WHAT NEEDS TO BE DONE – Please list the usernames of everyone who posted in the villager catchphrase thread on Jun 20, 2014.

TEXT EXCERPT –
# If you were a villager, what would your catchphrase be?



## Dork (Jun 20, 2014)

I'm not sure if this has been done before haha.

Mine would probably just be "yeah" or "ya know?"


----------



## Fuzzbyroo (Jun 20, 2014)

Mine would be something uncreative like "mate" or "skippy".


----------



## Sanaki (Jun 20, 2014)

"ok"


----------



## KerysEliza_ (Jun 20, 2014)

Probably "Whoosh". I say it a lot in real life!


----------



## LambChoppa (Jun 21, 2014)

"Please refrain from staring." Lol I'm jk. Kinda.


----------



## MayorSaki (Jun 21, 2014)

Squeek squeek


----------



## TheEliteEmpoleon (Jun 21, 2014)

"yolo"

RECORDS SHOWN –
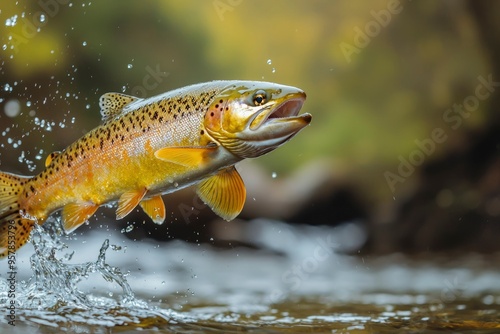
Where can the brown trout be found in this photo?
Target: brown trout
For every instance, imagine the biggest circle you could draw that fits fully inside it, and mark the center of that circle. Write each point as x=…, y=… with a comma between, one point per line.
x=148, y=147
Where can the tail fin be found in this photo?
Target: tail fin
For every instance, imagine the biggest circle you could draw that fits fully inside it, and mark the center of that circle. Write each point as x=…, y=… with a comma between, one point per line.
x=14, y=228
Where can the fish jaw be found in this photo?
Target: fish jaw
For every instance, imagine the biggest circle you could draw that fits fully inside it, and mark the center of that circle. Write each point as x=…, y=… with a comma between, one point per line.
x=249, y=131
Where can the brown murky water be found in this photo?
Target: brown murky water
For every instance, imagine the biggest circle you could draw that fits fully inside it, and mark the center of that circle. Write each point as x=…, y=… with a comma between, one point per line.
x=297, y=282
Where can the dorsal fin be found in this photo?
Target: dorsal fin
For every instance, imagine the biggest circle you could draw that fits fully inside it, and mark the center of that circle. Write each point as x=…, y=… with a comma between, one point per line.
x=112, y=104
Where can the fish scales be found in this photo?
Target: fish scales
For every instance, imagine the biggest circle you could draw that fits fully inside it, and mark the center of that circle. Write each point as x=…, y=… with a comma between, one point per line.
x=148, y=147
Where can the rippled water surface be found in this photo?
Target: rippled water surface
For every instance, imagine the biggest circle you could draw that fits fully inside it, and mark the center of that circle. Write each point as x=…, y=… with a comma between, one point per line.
x=295, y=282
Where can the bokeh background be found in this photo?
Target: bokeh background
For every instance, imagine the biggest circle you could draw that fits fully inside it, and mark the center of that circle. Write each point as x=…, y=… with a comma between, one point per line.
x=381, y=78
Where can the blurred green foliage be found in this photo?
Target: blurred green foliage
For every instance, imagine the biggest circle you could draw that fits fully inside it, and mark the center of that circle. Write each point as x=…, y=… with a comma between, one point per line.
x=367, y=108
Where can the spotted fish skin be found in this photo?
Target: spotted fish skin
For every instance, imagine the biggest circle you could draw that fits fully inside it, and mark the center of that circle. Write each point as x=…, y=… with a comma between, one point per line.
x=148, y=147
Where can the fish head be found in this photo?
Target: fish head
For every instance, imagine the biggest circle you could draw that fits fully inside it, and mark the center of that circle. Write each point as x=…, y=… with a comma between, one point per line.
x=252, y=118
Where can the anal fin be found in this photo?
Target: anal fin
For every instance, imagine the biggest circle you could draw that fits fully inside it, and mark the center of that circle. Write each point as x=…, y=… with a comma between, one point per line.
x=128, y=201
x=14, y=233
x=75, y=214
x=186, y=156
x=224, y=193
x=154, y=208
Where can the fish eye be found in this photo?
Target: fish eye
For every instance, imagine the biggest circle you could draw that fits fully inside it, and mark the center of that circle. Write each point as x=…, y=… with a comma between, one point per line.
x=259, y=98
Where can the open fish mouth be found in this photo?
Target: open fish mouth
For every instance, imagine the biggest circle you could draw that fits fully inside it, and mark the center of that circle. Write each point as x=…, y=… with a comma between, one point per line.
x=288, y=110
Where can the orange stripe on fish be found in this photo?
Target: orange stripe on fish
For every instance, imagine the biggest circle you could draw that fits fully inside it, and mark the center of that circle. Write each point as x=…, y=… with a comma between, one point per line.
x=148, y=147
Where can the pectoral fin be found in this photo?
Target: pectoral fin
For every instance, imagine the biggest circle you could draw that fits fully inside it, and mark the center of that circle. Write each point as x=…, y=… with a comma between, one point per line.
x=186, y=156
x=75, y=214
x=128, y=201
x=224, y=193
x=155, y=208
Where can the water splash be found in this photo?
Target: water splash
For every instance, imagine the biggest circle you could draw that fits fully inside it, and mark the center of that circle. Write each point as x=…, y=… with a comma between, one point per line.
x=52, y=294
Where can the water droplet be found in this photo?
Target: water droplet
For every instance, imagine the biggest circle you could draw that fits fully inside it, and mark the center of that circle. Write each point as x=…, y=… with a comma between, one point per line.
x=12, y=108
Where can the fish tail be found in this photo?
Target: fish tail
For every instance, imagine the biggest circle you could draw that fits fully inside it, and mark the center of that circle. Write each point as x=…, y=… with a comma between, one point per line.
x=14, y=228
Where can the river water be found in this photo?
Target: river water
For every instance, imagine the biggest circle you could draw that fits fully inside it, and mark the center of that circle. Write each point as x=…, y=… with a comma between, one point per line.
x=296, y=279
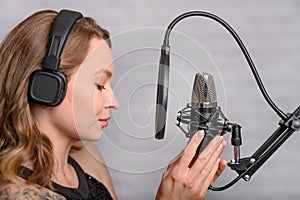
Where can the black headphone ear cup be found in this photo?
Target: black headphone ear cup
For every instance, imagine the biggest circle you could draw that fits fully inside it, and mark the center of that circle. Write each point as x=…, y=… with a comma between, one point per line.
x=47, y=88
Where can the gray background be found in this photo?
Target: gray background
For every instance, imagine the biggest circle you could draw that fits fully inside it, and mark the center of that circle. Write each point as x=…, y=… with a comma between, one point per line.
x=270, y=29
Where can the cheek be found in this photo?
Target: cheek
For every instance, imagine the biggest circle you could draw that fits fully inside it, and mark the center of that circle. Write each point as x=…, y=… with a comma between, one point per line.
x=98, y=102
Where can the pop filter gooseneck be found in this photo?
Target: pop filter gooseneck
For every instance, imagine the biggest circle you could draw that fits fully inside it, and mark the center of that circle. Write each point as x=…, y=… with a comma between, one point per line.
x=164, y=66
x=245, y=167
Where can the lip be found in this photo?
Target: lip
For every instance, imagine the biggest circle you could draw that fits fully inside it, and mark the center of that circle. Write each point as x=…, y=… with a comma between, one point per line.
x=104, y=121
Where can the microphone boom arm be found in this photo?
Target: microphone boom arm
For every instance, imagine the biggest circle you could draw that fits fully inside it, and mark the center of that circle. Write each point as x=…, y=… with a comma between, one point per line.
x=245, y=167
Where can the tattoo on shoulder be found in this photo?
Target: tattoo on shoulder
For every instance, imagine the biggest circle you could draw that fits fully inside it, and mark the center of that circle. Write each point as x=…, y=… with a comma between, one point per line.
x=18, y=193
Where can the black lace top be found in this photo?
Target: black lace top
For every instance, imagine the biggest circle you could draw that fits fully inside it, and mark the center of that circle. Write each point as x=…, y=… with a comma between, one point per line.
x=89, y=188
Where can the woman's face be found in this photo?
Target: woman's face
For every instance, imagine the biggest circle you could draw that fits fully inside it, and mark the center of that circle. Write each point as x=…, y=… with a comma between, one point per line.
x=89, y=98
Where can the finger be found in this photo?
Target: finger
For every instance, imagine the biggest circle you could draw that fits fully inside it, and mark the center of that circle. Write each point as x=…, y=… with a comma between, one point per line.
x=181, y=161
x=189, y=152
x=221, y=168
x=207, y=182
x=208, y=173
x=211, y=146
x=203, y=166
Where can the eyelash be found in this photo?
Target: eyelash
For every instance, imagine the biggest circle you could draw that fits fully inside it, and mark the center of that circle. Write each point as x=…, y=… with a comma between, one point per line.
x=100, y=87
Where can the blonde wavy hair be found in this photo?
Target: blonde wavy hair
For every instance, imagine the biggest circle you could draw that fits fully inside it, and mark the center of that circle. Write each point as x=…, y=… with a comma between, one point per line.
x=21, y=52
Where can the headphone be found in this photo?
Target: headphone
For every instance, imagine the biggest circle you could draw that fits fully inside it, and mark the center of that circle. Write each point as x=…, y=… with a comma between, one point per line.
x=48, y=86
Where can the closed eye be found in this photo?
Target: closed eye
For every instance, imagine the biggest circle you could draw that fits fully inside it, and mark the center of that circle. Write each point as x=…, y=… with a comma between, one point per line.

RESULT BELOW – Dork, Fuzzbyroo, Sanaki, KerysEliza_